Documentation for userland software suspend interface

  1. 2006 Rafael J. Wysocki <rjw@sisk.pl>

First, the warnings at the beginning of Swap suspend still apply.

Second, you should read the FAQ in Swap suspend _now_ if you have not done it already.

Now, to use the userland interface for software suspend you need special utilities that will read/write the system memory snapshot from/to the kernel. Such utilities are available, for example, from <http://suspend.sourceforge.net>. You may want to have a look at them if you are going to develop your own suspend/resume utilities.

The interface consists of a character device providing the open(), release(), read(), and write() operations as well as several ioctl() commands defined in include/linux/suspend_ioctls.h . The major and minor numbers of the device are, respectively, 10 and 231, and they can be read from /sys/class/misc/snapshot/dev.

The device can be open either for reading or for writing. If open for reading, it is considered to be in the suspend mode. Otherwise it is assumed to be in the resume mode. The device cannot be open for simultaneous reading and writing. It is also impossible to have the device open more than once at a time.

Even opening the device has side effects. Data structures are allocated, and PM_HIBERNATION_PREPARE / PM_RESTORE_PREPARE chains are called.

The ioctl() commands recognized by the device are:

SNAPSHOT_FREEZE
freeze user space processes (the current process is not frozen); this is required for SNAPSHOT_CREATE_IMAGE and SNAPSHOT_ATOMIC_RESTORE to succeed
SNAPSHOT_UNFREEZE
thaw user space processes frozen by SNAPSHOT_FREEZE
SNAPSHOT_CREATE_IMAGE
create a snapshot of the system memory; the last argument of ioctl() should be a pointer to an int variable, the value of which will indicate whether the call returned after creating the snapshot (1) or after restoring the system memory state from it (0) (after resume the system finds itself finishing the SNAPSHOT_CREATE_IMAGE ioctl() again); after the snapshot has been created the read() operation can be used to transfer it out of the kernel
SNAPSHOT_ATOMIC_RESTORE
restore the system memory state from the uploaded snapshot image; before calling it you should transfer the system memory snapshot back to the kernel using the write() operation; this call will not succeed if the snapshot image is not available to the kernel
SNAPSHOT_FREE
free memory allocated for the snapshot image
SNAPSHOT_PREF_IMAGE_SIZE
set the preferred maximum size of the image (the kernel will do its best to ensure the image size will not exceed this number, but if it turns out to be impossible, the kernel will create the smallest image possible)

▸ **Information given**:
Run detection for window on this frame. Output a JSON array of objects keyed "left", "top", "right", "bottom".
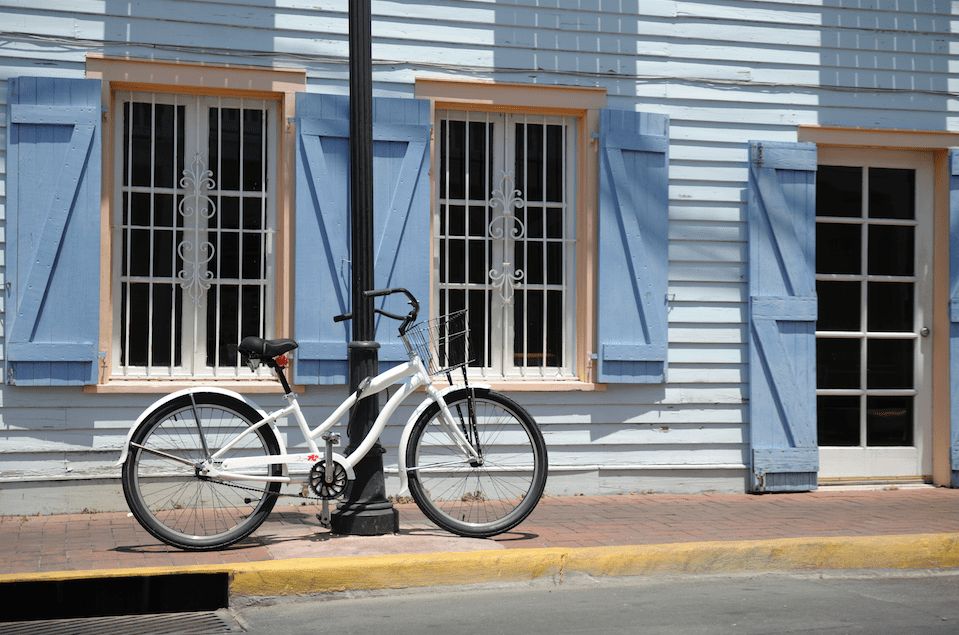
[
  {"left": 433, "top": 110, "right": 577, "bottom": 379},
  {"left": 112, "top": 92, "right": 277, "bottom": 378}
]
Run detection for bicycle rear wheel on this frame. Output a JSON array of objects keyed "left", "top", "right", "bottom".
[
  {"left": 123, "top": 393, "right": 283, "bottom": 551},
  {"left": 406, "top": 388, "right": 547, "bottom": 538}
]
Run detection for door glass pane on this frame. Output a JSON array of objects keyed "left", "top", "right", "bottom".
[
  {"left": 816, "top": 223, "right": 862, "bottom": 274},
  {"left": 816, "top": 165, "right": 862, "bottom": 218},
  {"left": 866, "top": 339, "right": 915, "bottom": 389},
  {"left": 869, "top": 168, "right": 916, "bottom": 220},
  {"left": 868, "top": 225, "right": 916, "bottom": 276},
  {"left": 866, "top": 282, "right": 915, "bottom": 333},
  {"left": 816, "top": 395, "right": 860, "bottom": 446},
  {"left": 816, "top": 280, "right": 862, "bottom": 331},
  {"left": 866, "top": 396, "right": 914, "bottom": 447},
  {"left": 816, "top": 338, "right": 862, "bottom": 388}
]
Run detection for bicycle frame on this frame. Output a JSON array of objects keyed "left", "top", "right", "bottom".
[{"left": 118, "top": 356, "right": 480, "bottom": 493}]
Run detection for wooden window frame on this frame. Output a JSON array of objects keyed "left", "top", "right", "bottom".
[{"left": 415, "top": 77, "right": 607, "bottom": 391}]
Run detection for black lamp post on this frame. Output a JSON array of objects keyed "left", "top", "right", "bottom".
[{"left": 330, "top": 0, "right": 399, "bottom": 536}]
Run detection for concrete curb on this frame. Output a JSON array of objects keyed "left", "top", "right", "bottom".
[{"left": 0, "top": 534, "right": 959, "bottom": 596}]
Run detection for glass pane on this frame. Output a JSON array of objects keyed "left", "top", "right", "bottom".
[
  {"left": 446, "top": 238, "right": 467, "bottom": 283},
  {"left": 242, "top": 285, "right": 265, "bottom": 340},
  {"left": 866, "top": 396, "right": 915, "bottom": 447},
  {"left": 816, "top": 338, "right": 862, "bottom": 388},
  {"left": 816, "top": 395, "right": 860, "bottom": 447},
  {"left": 448, "top": 121, "right": 467, "bottom": 198},
  {"left": 816, "top": 280, "right": 862, "bottom": 331},
  {"left": 816, "top": 165, "right": 862, "bottom": 218},
  {"left": 466, "top": 289, "right": 492, "bottom": 367},
  {"left": 206, "top": 284, "right": 240, "bottom": 366},
  {"left": 242, "top": 109, "right": 266, "bottom": 192},
  {"left": 153, "top": 104, "right": 184, "bottom": 188},
  {"left": 469, "top": 121, "right": 493, "bottom": 201},
  {"left": 152, "top": 284, "right": 174, "bottom": 366},
  {"left": 516, "top": 241, "right": 545, "bottom": 284},
  {"left": 128, "top": 192, "right": 151, "bottom": 227},
  {"left": 816, "top": 223, "right": 862, "bottom": 274},
  {"left": 129, "top": 229, "right": 151, "bottom": 276},
  {"left": 468, "top": 205, "right": 488, "bottom": 239},
  {"left": 121, "top": 284, "right": 150, "bottom": 366},
  {"left": 546, "top": 291, "right": 565, "bottom": 368},
  {"left": 469, "top": 238, "right": 490, "bottom": 284},
  {"left": 242, "top": 234, "right": 263, "bottom": 280},
  {"left": 869, "top": 225, "right": 916, "bottom": 276},
  {"left": 866, "top": 339, "right": 915, "bottom": 389},
  {"left": 546, "top": 125, "right": 565, "bottom": 203},
  {"left": 218, "top": 232, "right": 240, "bottom": 279},
  {"left": 446, "top": 205, "right": 466, "bottom": 236},
  {"left": 516, "top": 207, "right": 543, "bottom": 238},
  {"left": 243, "top": 196, "right": 264, "bottom": 230},
  {"left": 130, "top": 102, "right": 153, "bottom": 187},
  {"left": 546, "top": 242, "right": 564, "bottom": 284},
  {"left": 516, "top": 123, "right": 544, "bottom": 201},
  {"left": 866, "top": 282, "right": 915, "bottom": 333},
  {"left": 869, "top": 168, "right": 916, "bottom": 220},
  {"left": 546, "top": 207, "right": 566, "bottom": 239},
  {"left": 210, "top": 108, "right": 242, "bottom": 190}
]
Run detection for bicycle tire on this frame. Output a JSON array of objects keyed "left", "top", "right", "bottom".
[
  {"left": 406, "top": 388, "right": 548, "bottom": 538},
  {"left": 122, "top": 393, "right": 283, "bottom": 551}
]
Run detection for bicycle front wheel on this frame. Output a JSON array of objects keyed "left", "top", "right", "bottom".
[
  {"left": 406, "top": 388, "right": 547, "bottom": 538},
  {"left": 123, "top": 393, "right": 283, "bottom": 551}
]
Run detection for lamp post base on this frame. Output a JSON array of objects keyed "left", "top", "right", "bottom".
[{"left": 330, "top": 501, "right": 400, "bottom": 536}]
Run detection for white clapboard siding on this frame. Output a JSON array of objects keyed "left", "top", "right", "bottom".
[{"left": 0, "top": 0, "right": 959, "bottom": 506}]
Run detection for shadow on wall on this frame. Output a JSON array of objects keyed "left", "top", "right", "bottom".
[{"left": 818, "top": 0, "right": 959, "bottom": 130}]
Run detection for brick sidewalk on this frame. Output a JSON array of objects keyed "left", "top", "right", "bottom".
[{"left": 0, "top": 488, "right": 959, "bottom": 574}]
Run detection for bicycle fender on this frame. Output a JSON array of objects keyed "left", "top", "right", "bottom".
[
  {"left": 397, "top": 384, "right": 492, "bottom": 496},
  {"left": 116, "top": 386, "right": 286, "bottom": 466}
]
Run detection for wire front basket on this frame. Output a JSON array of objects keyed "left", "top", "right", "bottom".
[{"left": 403, "top": 309, "right": 472, "bottom": 375}]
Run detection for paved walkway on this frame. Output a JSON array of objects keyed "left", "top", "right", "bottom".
[{"left": 0, "top": 487, "right": 959, "bottom": 581}]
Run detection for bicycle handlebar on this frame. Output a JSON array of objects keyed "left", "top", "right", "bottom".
[{"left": 333, "top": 287, "right": 420, "bottom": 336}]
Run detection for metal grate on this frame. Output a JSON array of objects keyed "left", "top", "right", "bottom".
[{"left": 0, "top": 610, "right": 243, "bottom": 635}]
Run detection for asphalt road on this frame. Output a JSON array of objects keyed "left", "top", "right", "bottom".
[{"left": 234, "top": 570, "right": 959, "bottom": 635}]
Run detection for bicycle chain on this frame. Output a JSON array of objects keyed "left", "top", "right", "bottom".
[{"left": 204, "top": 478, "right": 330, "bottom": 501}]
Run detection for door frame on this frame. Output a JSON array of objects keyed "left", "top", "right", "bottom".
[
  {"left": 797, "top": 124, "right": 959, "bottom": 487},
  {"left": 818, "top": 147, "right": 936, "bottom": 480}
]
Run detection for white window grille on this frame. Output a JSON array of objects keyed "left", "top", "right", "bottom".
[
  {"left": 113, "top": 93, "right": 276, "bottom": 378},
  {"left": 434, "top": 111, "right": 576, "bottom": 379}
]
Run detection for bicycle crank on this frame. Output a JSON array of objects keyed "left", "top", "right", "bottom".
[{"left": 310, "top": 460, "right": 350, "bottom": 500}]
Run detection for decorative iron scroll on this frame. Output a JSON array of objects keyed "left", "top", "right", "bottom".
[
  {"left": 487, "top": 172, "right": 526, "bottom": 304},
  {"left": 176, "top": 152, "right": 216, "bottom": 306}
]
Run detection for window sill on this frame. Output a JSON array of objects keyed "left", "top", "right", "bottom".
[
  {"left": 83, "top": 378, "right": 306, "bottom": 395},
  {"left": 470, "top": 377, "right": 606, "bottom": 392}
]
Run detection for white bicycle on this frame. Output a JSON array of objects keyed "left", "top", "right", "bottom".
[{"left": 118, "top": 288, "right": 547, "bottom": 550}]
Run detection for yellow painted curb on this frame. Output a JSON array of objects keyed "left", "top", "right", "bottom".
[{"left": 0, "top": 534, "right": 959, "bottom": 596}]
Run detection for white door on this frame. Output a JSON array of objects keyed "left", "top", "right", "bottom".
[{"left": 816, "top": 148, "right": 933, "bottom": 479}]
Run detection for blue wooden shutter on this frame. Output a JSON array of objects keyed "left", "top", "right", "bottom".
[
  {"left": 748, "top": 142, "right": 819, "bottom": 492},
  {"left": 5, "top": 77, "right": 101, "bottom": 386},
  {"left": 949, "top": 149, "right": 959, "bottom": 487},
  {"left": 597, "top": 110, "right": 669, "bottom": 383},
  {"left": 294, "top": 93, "right": 430, "bottom": 384}
]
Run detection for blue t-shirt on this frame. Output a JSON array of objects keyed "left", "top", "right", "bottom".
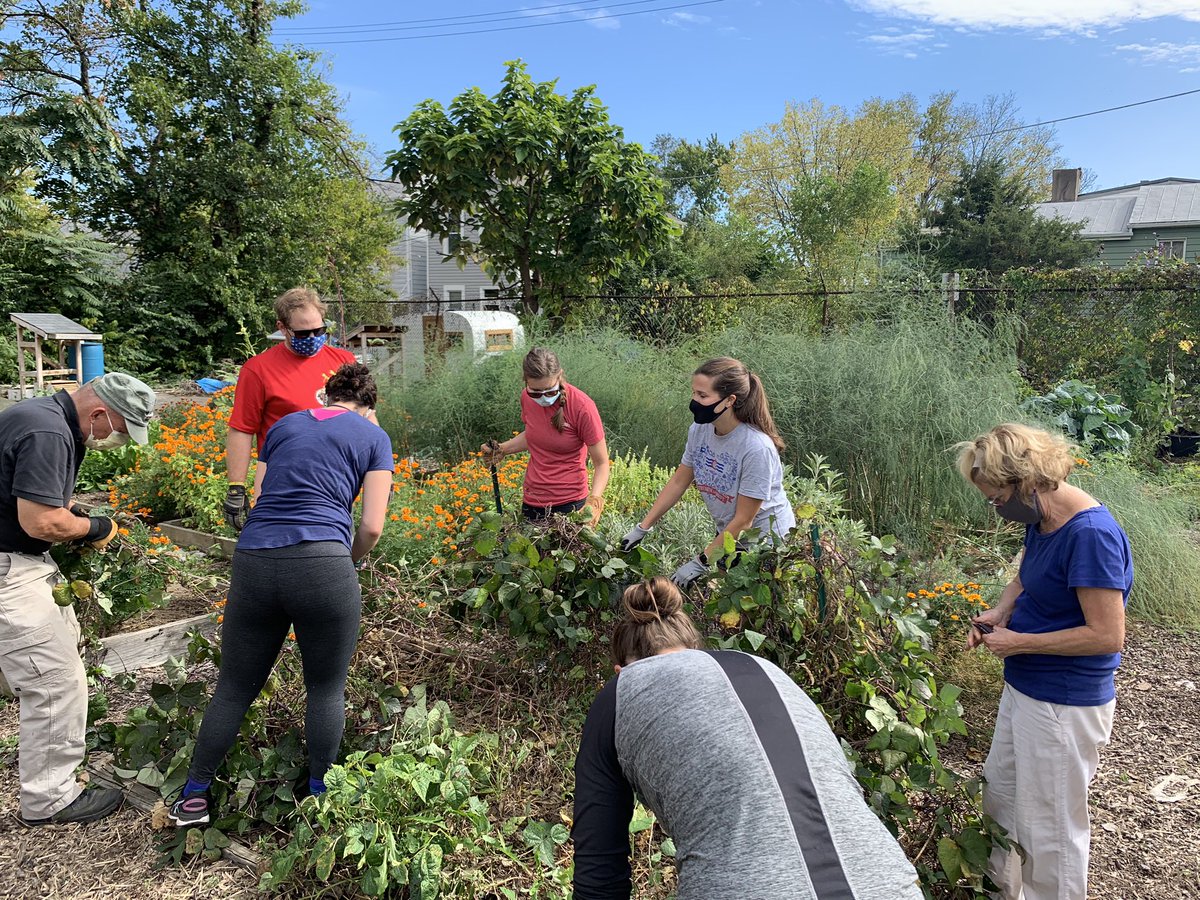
[
  {"left": 238, "top": 409, "right": 394, "bottom": 550},
  {"left": 1004, "top": 506, "right": 1133, "bottom": 707}
]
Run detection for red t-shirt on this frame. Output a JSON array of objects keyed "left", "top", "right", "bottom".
[
  {"left": 521, "top": 384, "right": 604, "bottom": 506},
  {"left": 229, "top": 343, "right": 354, "bottom": 448}
]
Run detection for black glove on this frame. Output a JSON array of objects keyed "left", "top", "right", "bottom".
[
  {"left": 222, "top": 485, "right": 250, "bottom": 532},
  {"left": 83, "top": 516, "right": 116, "bottom": 551}
]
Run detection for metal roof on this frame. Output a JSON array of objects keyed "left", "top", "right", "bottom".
[
  {"left": 1034, "top": 179, "right": 1200, "bottom": 240},
  {"left": 1033, "top": 197, "right": 1138, "bottom": 239},
  {"left": 12, "top": 312, "right": 104, "bottom": 341}
]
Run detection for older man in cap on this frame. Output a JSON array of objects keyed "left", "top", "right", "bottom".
[{"left": 0, "top": 372, "right": 154, "bottom": 826}]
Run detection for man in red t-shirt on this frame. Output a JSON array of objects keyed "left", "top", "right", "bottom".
[{"left": 224, "top": 288, "right": 354, "bottom": 532}]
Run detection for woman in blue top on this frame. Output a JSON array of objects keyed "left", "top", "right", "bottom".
[
  {"left": 956, "top": 425, "right": 1133, "bottom": 900},
  {"left": 170, "top": 364, "right": 392, "bottom": 826}
]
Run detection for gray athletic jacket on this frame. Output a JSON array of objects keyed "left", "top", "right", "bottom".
[{"left": 571, "top": 650, "right": 922, "bottom": 900}]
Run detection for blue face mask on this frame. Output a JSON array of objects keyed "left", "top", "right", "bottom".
[{"left": 288, "top": 335, "right": 325, "bottom": 356}]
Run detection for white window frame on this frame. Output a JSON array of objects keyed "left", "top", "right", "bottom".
[
  {"left": 442, "top": 284, "right": 467, "bottom": 310},
  {"left": 1156, "top": 238, "right": 1188, "bottom": 259}
]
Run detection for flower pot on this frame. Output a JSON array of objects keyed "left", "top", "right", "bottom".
[{"left": 1166, "top": 428, "right": 1200, "bottom": 456}]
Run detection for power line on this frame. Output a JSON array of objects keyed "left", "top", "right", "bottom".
[
  {"left": 696, "top": 88, "right": 1200, "bottom": 182},
  {"left": 276, "top": 0, "right": 726, "bottom": 47},
  {"left": 274, "top": 0, "right": 661, "bottom": 36}
]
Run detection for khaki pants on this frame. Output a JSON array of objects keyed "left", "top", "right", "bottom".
[
  {"left": 0, "top": 553, "right": 88, "bottom": 818},
  {"left": 983, "top": 684, "right": 1116, "bottom": 900}
]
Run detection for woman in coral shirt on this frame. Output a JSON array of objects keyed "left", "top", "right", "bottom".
[{"left": 481, "top": 347, "right": 608, "bottom": 526}]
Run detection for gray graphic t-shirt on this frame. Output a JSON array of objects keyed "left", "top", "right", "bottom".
[{"left": 682, "top": 422, "right": 796, "bottom": 536}]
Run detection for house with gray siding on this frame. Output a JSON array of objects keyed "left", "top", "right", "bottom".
[
  {"left": 1036, "top": 169, "right": 1200, "bottom": 268},
  {"left": 371, "top": 181, "right": 512, "bottom": 312}
]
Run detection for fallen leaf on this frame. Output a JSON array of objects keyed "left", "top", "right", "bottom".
[
  {"left": 150, "top": 800, "right": 170, "bottom": 832},
  {"left": 1150, "top": 774, "right": 1200, "bottom": 803}
]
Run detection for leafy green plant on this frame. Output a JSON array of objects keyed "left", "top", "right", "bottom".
[
  {"left": 452, "top": 514, "right": 659, "bottom": 650},
  {"left": 1021, "top": 380, "right": 1141, "bottom": 455},
  {"left": 263, "top": 685, "right": 506, "bottom": 900}
]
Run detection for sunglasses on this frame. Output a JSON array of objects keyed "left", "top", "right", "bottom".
[{"left": 288, "top": 325, "right": 329, "bottom": 340}]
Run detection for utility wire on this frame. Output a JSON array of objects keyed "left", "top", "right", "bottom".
[
  {"left": 272, "top": 0, "right": 661, "bottom": 37},
  {"left": 696, "top": 88, "right": 1200, "bottom": 182},
  {"left": 274, "top": 0, "right": 726, "bottom": 47}
]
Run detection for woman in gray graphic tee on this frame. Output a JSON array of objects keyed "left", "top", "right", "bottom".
[{"left": 622, "top": 356, "right": 796, "bottom": 588}]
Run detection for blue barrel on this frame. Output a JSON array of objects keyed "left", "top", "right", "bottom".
[{"left": 83, "top": 341, "right": 104, "bottom": 384}]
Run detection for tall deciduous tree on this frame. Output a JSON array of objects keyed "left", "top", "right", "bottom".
[
  {"left": 4, "top": 0, "right": 396, "bottom": 368},
  {"left": 388, "top": 61, "right": 673, "bottom": 314},
  {"left": 905, "top": 158, "right": 1096, "bottom": 275}
]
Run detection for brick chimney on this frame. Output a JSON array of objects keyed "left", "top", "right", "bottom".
[{"left": 1050, "top": 169, "right": 1084, "bottom": 203}]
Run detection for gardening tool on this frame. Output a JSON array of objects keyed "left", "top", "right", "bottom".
[{"left": 487, "top": 440, "right": 504, "bottom": 516}]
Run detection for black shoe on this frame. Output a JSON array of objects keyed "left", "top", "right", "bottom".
[
  {"left": 167, "top": 790, "right": 212, "bottom": 828},
  {"left": 22, "top": 787, "right": 125, "bottom": 827}
]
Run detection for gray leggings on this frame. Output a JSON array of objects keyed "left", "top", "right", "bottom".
[{"left": 187, "top": 541, "right": 362, "bottom": 784}]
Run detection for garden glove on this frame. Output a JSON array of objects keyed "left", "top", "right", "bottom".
[
  {"left": 620, "top": 524, "right": 650, "bottom": 551},
  {"left": 222, "top": 485, "right": 250, "bottom": 532},
  {"left": 83, "top": 516, "right": 116, "bottom": 552},
  {"left": 583, "top": 494, "right": 604, "bottom": 528},
  {"left": 671, "top": 553, "right": 708, "bottom": 590}
]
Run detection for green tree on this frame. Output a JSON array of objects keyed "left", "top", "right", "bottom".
[
  {"left": 6, "top": 0, "right": 397, "bottom": 371},
  {"left": 902, "top": 157, "right": 1094, "bottom": 275},
  {"left": 388, "top": 61, "right": 674, "bottom": 316}
]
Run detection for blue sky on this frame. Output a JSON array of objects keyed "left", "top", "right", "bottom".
[{"left": 285, "top": 0, "right": 1200, "bottom": 187}]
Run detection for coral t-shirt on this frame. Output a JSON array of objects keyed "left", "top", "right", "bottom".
[
  {"left": 229, "top": 343, "right": 354, "bottom": 450},
  {"left": 521, "top": 384, "right": 604, "bottom": 506}
]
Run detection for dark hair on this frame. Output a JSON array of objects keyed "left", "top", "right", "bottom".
[
  {"left": 694, "top": 356, "right": 784, "bottom": 450},
  {"left": 521, "top": 347, "right": 566, "bottom": 431},
  {"left": 325, "top": 362, "right": 379, "bottom": 409},
  {"left": 608, "top": 575, "right": 704, "bottom": 666}
]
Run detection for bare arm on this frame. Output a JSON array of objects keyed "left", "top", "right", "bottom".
[
  {"left": 704, "top": 494, "right": 762, "bottom": 562},
  {"left": 17, "top": 497, "right": 91, "bottom": 544},
  {"left": 982, "top": 588, "right": 1124, "bottom": 659},
  {"left": 638, "top": 466, "right": 696, "bottom": 529},
  {"left": 226, "top": 428, "right": 257, "bottom": 487},
  {"left": 588, "top": 438, "right": 612, "bottom": 497},
  {"left": 350, "top": 470, "right": 391, "bottom": 563}
]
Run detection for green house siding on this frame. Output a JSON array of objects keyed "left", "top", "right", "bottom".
[{"left": 1092, "top": 223, "right": 1200, "bottom": 269}]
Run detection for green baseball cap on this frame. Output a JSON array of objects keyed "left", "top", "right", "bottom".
[{"left": 88, "top": 372, "right": 154, "bottom": 444}]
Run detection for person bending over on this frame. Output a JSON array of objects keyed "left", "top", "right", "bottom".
[{"left": 571, "top": 577, "right": 922, "bottom": 900}]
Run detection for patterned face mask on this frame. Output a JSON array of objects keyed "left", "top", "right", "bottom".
[{"left": 288, "top": 335, "right": 325, "bottom": 356}]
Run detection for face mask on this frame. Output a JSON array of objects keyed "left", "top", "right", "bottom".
[
  {"left": 83, "top": 413, "right": 130, "bottom": 450},
  {"left": 288, "top": 335, "right": 326, "bottom": 356},
  {"left": 996, "top": 491, "right": 1042, "bottom": 524},
  {"left": 688, "top": 397, "right": 725, "bottom": 425}
]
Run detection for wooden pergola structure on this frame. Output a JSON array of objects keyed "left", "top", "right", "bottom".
[{"left": 12, "top": 312, "right": 104, "bottom": 397}]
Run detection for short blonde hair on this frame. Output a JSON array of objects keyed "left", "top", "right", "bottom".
[
  {"left": 275, "top": 288, "right": 326, "bottom": 328},
  {"left": 954, "top": 422, "right": 1075, "bottom": 499}
]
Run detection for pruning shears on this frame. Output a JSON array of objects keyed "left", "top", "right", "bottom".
[{"left": 487, "top": 440, "right": 504, "bottom": 516}]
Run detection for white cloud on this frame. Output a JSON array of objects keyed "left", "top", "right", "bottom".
[
  {"left": 851, "top": 0, "right": 1200, "bottom": 32},
  {"left": 1117, "top": 41, "right": 1200, "bottom": 73},
  {"left": 863, "top": 28, "right": 946, "bottom": 59},
  {"left": 662, "top": 12, "right": 713, "bottom": 26},
  {"left": 570, "top": 8, "right": 620, "bottom": 31}
]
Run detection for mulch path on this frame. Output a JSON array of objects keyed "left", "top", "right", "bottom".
[{"left": 0, "top": 625, "right": 1200, "bottom": 900}]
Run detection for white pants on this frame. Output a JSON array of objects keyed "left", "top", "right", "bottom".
[
  {"left": 0, "top": 553, "right": 88, "bottom": 818},
  {"left": 983, "top": 684, "right": 1116, "bottom": 900}
]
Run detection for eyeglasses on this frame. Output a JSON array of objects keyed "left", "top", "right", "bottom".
[{"left": 288, "top": 325, "right": 329, "bottom": 340}]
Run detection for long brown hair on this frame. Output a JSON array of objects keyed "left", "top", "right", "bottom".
[
  {"left": 521, "top": 347, "right": 566, "bottom": 431},
  {"left": 608, "top": 575, "right": 704, "bottom": 666},
  {"left": 694, "top": 356, "right": 784, "bottom": 450}
]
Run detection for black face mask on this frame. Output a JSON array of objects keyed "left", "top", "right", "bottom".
[
  {"left": 688, "top": 397, "right": 725, "bottom": 425},
  {"left": 996, "top": 491, "right": 1042, "bottom": 524}
]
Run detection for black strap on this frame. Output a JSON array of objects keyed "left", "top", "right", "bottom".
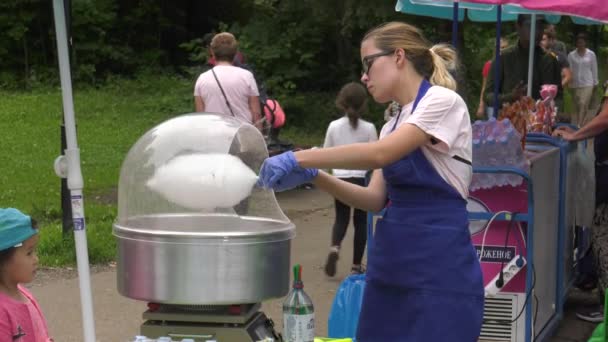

▸ **List of tasks**:
(1) Extract every line of the entries that contains the string "coral". Treat uppercase and lowercase letters as different.
(2) Resume the documentation on the userland software suspend interface, starting right after its last line.

▸ **Responses to the tasks**:
(1)
Run detection for woman in coral shirt on this frame. Output a JSON array of objects keyed "left", "top", "right", "bottom".
Run detection for coral t-shirt on this frame. Output a JSON array of objects keyed "left", "top", "right", "bottom".

(2)
SNAPSHOT_GET_IMAGE_SIZE
return the actual size of the hibernation image (the last argument should be a pointer to a loff_t variable that will contain the result if the call is successful)
SNAPSHOT_AVAIL_SWAP_SIZE
return the amount of available swap in bytes (the last argument should be a pointer to a loff_t variable that will contain the result if the call is successful)
SNAPSHOT_ALLOC_SWAP_PAGE
allocate a swap page from the resume partition (the last argument should be a pointer to a loff_t variable that will contain the swap page offset if the call is successful)
SNAPSHOT_FREE_SWAP_PAGES
free all swap pages allocated by SNAPSHOT_ALLOC_SWAP_PAGE
SNAPSHOT_SET_SWAP_AREA
set the resume partition and the offset (in <PAGE_SIZE> units) from the beginning of the partition at which the swap header is located (the last ioctl() argument should point to a struct resume_swap_area, as defined in kernel/power/suspend_ioctls.h, containing the resume device specification and the offset); for swap partitions the offset is always 0, but it is different from zero for swap files (see Using swap files with software suspend (swsusp) for details).
SNAPSHOT_PLATFORM_SUPPORT
enable/disable the hibernation platform support, depending on the argument value (enable, if the argument is nonzero)
SNAPSHOT_POWER_OFF
make the kernel transition the system to the hibernation state (eg. ACPI S4) using the platform (eg. ACPI) driver
SNAPSHOT_S2RAM
suspend to RAM; using this call causes the kernel to immediately enter the suspend-to-RAM state, so this call must always be preceded by the SNAPSHOT_FREEZE call and it is also necessary to use the SNAPSHOT_UNFREEZE call after the system wakes up. This call is needed to implement the suspend-to-both mechanism in which the suspend image is first created, as though the system had been suspended to disk, and then the system is suspended to RAM (this makes it possible to resume the system from RAM if there’s enough battery power or restore its state on the basis of the saved suspend image otherwise)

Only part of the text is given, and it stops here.